Record set =
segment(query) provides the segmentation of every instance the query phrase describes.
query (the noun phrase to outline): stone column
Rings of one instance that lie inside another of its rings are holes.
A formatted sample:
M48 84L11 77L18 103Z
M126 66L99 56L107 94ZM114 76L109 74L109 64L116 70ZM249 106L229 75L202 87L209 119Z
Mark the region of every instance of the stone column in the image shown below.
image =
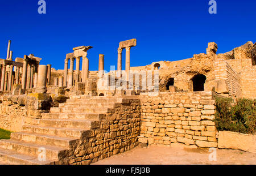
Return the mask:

Requirements = Output the listing above as a Markdown table with a No. column for the row number and a Text column for the line, skipping any blank lines and leaving the picture out.

Completed exercise =
| No. | Text |
|---|---|
| 1 | segment(query) provides the segmentation of every instance the query phrase describes. |
| 2 | query (the noun phrase to outline): stone column |
| 3 | Rings of one instance that lie inside another of its rings are holes. |
| 4 | A formatted sample: |
| 5 | M48 84L11 77L18 103Z |
| 6 | M126 66L99 56L107 94ZM114 76L109 74L109 64L116 70ZM249 106L229 75L202 87L209 119Z |
| 7 | Mark the region of every instance of the stone column in the image shown below. |
| 8 | image = |
| 9 | Return the mask: |